# PROBLEM TO SOLVE
Reproduce every line of the records below verbatim, omitting the pictures.

*** MATERIAL FOR THIS EXERCISE ***

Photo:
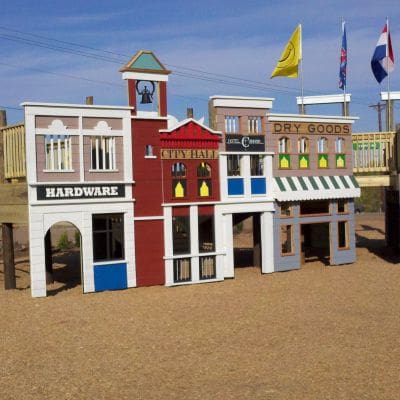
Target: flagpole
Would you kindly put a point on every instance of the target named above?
(389, 125)
(301, 70)
(344, 86)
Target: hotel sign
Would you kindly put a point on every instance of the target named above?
(307, 128)
(244, 143)
(70, 192)
(184, 154)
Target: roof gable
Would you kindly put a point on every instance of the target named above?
(145, 61)
(190, 134)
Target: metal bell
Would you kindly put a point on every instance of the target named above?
(146, 96)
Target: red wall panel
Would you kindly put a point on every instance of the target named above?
(149, 244)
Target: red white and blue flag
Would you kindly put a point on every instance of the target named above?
(382, 62)
(343, 59)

***

# OUTPUT OF THE TASK
Photo:
Target: flagpole
Would you kindly put a point on every instance of the target named above?
(389, 125)
(301, 70)
(344, 86)
Target: hotel sign
Would you kindly put a point on every instance of the target named above?
(307, 128)
(244, 143)
(70, 192)
(184, 154)
Target: roof gable
Would you kindly put a point on every instance of the target named above?
(145, 61)
(190, 134)
Target: metal bell
Would you kindly put a point on every instance of the target named above?
(146, 96)
Target: red wall panel
Would you kindly put a point on every instance of the target named above?
(149, 244)
Target: red white and blue flag
Would you kindly put a point on every instance of the target named above?
(382, 62)
(343, 59)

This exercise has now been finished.